» **Problem**
Report every line in the entries below that contains the word "white", treating uppercase and lowercase letters as distinct.

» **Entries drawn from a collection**
— START —

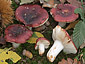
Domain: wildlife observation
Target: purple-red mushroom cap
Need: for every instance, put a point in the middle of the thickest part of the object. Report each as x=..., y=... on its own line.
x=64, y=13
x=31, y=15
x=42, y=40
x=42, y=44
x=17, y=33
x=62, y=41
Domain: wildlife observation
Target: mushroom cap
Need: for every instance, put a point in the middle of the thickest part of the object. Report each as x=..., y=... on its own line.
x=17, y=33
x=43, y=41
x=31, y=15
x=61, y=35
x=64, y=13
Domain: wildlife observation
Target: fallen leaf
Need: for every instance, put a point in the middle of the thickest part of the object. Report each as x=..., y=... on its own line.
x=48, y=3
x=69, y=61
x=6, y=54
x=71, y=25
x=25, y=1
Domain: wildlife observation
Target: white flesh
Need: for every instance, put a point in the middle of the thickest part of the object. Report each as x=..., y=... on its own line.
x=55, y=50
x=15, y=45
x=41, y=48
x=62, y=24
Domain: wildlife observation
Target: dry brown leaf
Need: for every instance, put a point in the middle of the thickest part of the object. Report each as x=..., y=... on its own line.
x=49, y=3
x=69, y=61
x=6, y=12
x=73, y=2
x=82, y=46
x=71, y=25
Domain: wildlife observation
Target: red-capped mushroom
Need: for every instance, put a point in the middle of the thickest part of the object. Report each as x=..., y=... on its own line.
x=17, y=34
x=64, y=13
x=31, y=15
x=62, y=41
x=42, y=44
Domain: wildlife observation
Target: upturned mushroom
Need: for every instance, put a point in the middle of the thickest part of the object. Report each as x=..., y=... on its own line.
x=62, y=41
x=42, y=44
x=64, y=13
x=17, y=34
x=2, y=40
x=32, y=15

— END —
— START —

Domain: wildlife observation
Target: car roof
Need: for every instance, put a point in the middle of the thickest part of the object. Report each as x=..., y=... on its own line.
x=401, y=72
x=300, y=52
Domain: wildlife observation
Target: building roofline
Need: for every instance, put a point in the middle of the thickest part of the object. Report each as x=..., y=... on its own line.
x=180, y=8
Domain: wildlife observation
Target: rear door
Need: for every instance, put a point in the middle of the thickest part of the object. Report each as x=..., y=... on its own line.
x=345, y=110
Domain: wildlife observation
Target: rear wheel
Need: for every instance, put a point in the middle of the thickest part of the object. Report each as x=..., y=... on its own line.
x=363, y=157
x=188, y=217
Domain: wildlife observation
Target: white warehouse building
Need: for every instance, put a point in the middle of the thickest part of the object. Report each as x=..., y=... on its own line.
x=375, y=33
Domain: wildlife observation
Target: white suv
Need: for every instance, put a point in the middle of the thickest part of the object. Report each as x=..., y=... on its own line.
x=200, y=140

— END —

» **Response**
Target: white flesh
Target: white warehouse building
Target: white suv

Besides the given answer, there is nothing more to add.